● **Data supplied**
□ □ □
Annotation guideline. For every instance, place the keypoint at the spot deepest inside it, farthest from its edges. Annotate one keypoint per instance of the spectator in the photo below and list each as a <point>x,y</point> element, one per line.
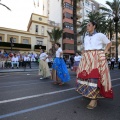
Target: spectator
<point>27,60</point>
<point>112,63</point>
<point>14,61</point>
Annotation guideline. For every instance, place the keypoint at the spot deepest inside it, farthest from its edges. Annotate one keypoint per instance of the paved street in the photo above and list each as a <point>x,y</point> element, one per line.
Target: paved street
<point>23,96</point>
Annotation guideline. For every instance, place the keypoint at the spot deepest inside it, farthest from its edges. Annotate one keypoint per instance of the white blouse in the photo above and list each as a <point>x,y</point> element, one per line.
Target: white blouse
<point>77,58</point>
<point>43,56</point>
<point>96,41</point>
<point>58,52</point>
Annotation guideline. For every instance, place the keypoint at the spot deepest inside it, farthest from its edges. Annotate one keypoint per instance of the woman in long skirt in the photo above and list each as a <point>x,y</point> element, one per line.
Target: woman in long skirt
<point>60,72</point>
<point>44,70</point>
<point>93,78</point>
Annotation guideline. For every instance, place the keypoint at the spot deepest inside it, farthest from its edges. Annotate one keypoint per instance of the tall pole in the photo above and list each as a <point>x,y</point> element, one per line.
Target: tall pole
<point>11,41</point>
<point>116,30</point>
<point>74,24</point>
<point>116,19</point>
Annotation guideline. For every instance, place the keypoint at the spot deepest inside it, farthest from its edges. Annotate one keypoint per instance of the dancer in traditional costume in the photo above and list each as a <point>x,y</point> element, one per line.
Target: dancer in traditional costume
<point>60,72</point>
<point>93,78</point>
<point>44,70</point>
<point>77,59</point>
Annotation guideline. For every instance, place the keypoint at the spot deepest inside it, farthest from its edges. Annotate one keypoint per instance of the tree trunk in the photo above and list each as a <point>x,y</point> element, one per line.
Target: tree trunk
<point>74,24</point>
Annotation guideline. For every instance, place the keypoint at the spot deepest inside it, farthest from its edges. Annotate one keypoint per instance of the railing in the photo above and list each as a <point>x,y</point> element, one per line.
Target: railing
<point>16,45</point>
<point>53,23</point>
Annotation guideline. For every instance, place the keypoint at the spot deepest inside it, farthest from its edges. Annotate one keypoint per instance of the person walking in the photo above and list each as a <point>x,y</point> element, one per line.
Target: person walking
<point>44,70</point>
<point>112,63</point>
<point>60,72</point>
<point>77,59</point>
<point>93,77</point>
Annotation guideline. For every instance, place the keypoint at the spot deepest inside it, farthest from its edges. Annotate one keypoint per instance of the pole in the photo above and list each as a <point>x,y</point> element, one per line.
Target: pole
<point>116,30</point>
<point>74,24</point>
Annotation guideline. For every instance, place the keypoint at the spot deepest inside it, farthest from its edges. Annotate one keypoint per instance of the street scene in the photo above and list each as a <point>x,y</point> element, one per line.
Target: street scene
<point>60,60</point>
<point>23,96</point>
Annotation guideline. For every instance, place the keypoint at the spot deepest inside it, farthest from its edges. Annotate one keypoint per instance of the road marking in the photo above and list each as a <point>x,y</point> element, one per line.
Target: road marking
<point>42,106</point>
<point>34,96</point>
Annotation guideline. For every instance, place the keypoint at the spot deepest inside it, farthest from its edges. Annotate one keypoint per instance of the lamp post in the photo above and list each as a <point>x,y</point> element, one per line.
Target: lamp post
<point>116,19</point>
<point>11,41</point>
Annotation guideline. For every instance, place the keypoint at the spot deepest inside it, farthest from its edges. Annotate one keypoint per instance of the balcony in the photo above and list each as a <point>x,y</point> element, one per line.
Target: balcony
<point>68,30</point>
<point>17,46</point>
<point>68,51</point>
<point>52,23</point>
<point>38,47</point>
<point>68,41</point>
<point>68,20</point>
<point>79,15</point>
<point>67,10</point>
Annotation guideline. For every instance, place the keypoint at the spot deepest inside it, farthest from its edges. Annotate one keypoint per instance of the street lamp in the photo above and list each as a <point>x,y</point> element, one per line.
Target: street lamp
<point>11,41</point>
<point>116,19</point>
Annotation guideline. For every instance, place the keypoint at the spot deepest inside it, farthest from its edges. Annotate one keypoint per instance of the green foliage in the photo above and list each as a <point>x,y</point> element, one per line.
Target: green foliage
<point>55,35</point>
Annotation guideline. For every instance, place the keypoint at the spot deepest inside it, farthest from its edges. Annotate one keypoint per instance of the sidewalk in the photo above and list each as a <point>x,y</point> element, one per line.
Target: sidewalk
<point>17,70</point>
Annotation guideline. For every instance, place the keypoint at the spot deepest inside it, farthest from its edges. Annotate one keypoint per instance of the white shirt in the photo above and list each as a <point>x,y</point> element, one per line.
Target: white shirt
<point>58,52</point>
<point>96,41</point>
<point>14,59</point>
<point>43,56</point>
<point>26,58</point>
<point>77,58</point>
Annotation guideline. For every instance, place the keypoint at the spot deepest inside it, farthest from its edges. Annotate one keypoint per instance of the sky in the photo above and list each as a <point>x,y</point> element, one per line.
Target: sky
<point>20,13</point>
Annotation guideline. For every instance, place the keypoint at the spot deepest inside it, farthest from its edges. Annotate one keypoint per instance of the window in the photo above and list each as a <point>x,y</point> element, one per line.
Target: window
<point>42,30</point>
<point>14,40</point>
<point>87,12</point>
<point>0,38</point>
<point>36,28</point>
<point>68,47</point>
<point>39,41</point>
<point>68,25</point>
<point>25,41</point>
<point>67,5</point>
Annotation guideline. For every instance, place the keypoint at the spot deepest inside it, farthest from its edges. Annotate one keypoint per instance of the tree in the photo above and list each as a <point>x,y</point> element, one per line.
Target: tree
<point>97,17</point>
<point>55,35</point>
<point>74,2</point>
<point>114,12</point>
<point>5,6</point>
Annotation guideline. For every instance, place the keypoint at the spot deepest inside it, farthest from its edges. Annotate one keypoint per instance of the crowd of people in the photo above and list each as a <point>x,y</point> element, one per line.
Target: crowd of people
<point>12,59</point>
<point>93,79</point>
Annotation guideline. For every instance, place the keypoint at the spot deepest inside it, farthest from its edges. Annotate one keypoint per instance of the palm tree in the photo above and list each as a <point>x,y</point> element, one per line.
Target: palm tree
<point>55,35</point>
<point>94,16</point>
<point>5,6</point>
<point>114,12</point>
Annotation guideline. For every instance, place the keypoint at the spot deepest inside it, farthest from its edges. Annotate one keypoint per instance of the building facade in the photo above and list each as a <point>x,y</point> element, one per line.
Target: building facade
<point>33,39</point>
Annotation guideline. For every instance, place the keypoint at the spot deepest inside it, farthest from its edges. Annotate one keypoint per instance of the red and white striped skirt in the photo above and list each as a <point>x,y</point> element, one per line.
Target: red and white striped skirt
<point>93,78</point>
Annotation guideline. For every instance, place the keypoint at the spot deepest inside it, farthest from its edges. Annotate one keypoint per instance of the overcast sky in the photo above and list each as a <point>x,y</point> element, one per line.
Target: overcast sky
<point>19,17</point>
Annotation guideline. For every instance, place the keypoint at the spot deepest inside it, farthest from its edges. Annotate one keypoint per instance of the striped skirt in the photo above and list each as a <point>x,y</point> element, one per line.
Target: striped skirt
<point>75,66</point>
<point>93,78</point>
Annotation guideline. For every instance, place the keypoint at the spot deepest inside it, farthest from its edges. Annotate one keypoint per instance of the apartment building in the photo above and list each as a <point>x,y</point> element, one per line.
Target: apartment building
<point>33,39</point>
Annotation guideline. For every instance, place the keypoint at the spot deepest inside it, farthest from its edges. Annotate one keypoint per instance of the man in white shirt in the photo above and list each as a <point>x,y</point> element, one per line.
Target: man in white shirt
<point>112,63</point>
<point>14,61</point>
<point>27,60</point>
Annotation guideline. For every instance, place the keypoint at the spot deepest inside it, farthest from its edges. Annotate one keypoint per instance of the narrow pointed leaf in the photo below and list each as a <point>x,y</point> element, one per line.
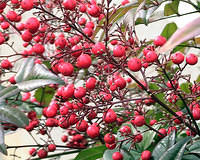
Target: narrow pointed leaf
<point>91,153</point>
<point>40,76</point>
<point>163,145</point>
<point>25,69</point>
<point>13,115</point>
<point>9,92</point>
<point>185,33</point>
<point>176,151</point>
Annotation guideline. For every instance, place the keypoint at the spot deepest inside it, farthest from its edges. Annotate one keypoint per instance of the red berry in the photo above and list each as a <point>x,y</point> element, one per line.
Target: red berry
<point>38,49</point>
<point>125,130</point>
<point>177,58</point>
<point>27,4</point>
<point>159,41</point>
<point>66,68</point>
<point>90,83</point>
<point>79,92</point>
<point>163,132</point>
<point>117,156</point>
<point>99,48</point>
<point>32,151</point>
<point>151,56</point>
<point>110,116</point>
<point>42,153</point>
<point>93,131</point>
<point>196,113</point>
<point>5,64</point>
<point>146,155</point>
<point>32,24</point>
<point>93,10</point>
<point>84,61</point>
<point>109,138</point>
<point>26,36</point>
<point>138,138</point>
<point>82,126</point>
<point>119,51</point>
<point>139,120</point>
<point>69,4</point>
<point>191,59</point>
<point>51,147</point>
<point>134,64</point>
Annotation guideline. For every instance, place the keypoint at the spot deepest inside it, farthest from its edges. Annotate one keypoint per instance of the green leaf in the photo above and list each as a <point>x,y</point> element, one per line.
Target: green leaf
<point>190,157</point>
<point>195,147</point>
<point>169,29</point>
<point>176,151</point>
<point>13,115</point>
<point>185,87</point>
<point>40,76</point>
<point>148,138</point>
<point>9,92</point>
<point>183,34</point>
<point>25,69</point>
<point>163,145</point>
<point>171,8</point>
<point>44,95</point>
<point>91,153</point>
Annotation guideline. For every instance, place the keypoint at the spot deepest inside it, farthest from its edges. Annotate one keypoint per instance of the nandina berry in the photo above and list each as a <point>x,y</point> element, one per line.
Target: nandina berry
<point>90,83</point>
<point>139,120</point>
<point>151,56</point>
<point>93,10</point>
<point>5,64</point>
<point>82,126</point>
<point>152,122</point>
<point>5,25</point>
<point>146,155</point>
<point>66,68</point>
<point>110,116</point>
<point>159,41</point>
<point>51,111</point>
<point>117,156</point>
<point>176,120</point>
<point>64,110</point>
<point>111,146</point>
<point>138,138</point>
<point>68,91</point>
<point>99,48</point>
<point>27,4</point>
<point>12,16</point>
<point>88,31</point>
<point>109,138</point>
<point>134,64</point>
<point>191,59</point>
<point>60,42</point>
<point>93,131</point>
<point>32,24</point>
<point>42,153</point>
<point>51,147</point>
<point>120,82</point>
<point>163,132</point>
<point>177,58</point>
<point>125,130</point>
<point>84,61</point>
<point>38,49</point>
<point>64,138</point>
<point>69,4</point>
<point>119,51</point>
<point>27,36</point>
<point>32,151</point>
<point>196,113</point>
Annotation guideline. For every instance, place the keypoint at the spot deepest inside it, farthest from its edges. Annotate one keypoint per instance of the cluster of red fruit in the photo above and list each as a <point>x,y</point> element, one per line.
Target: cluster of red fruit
<point>90,109</point>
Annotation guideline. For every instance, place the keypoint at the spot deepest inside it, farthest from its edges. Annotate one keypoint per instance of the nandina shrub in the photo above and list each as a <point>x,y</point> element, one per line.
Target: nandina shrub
<point>79,72</point>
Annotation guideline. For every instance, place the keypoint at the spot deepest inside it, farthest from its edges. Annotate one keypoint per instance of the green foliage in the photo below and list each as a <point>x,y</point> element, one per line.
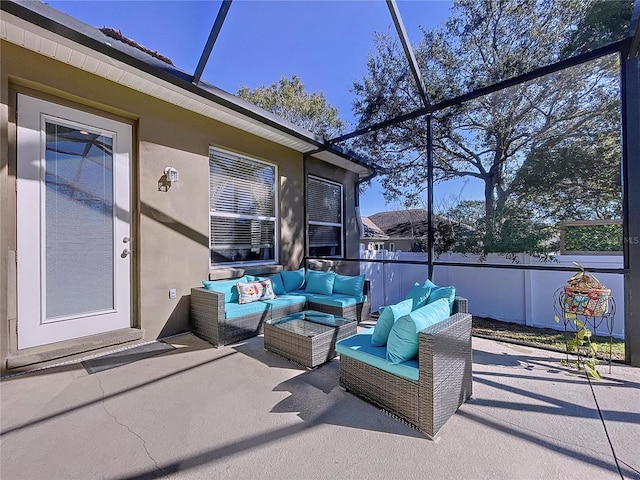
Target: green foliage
<point>523,142</point>
<point>594,238</point>
<point>604,22</point>
<point>288,99</point>
<point>581,343</point>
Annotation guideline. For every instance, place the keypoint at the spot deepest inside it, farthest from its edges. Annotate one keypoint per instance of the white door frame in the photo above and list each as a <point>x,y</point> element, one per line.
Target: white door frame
<point>33,327</point>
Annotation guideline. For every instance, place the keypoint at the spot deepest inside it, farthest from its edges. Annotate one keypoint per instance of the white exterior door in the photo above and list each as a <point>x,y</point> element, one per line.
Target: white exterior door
<point>73,223</point>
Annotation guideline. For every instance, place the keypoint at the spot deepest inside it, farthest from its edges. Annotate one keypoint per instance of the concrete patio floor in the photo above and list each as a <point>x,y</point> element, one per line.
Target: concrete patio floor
<point>243,412</point>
□ □ □
After locating the line with "Target: railing" above, return that line and every later line through the one with "of the person", word for word and with nothing else.

Target: railing
<point>16,45</point>
<point>53,23</point>
Annotation guideline. For every instance, place the keypoint at the spot deepest inside it, farthest from its edges. Annotate one keypoint per instance of the person walking in the photo above and list each as a <point>x,y</point> element, one per line.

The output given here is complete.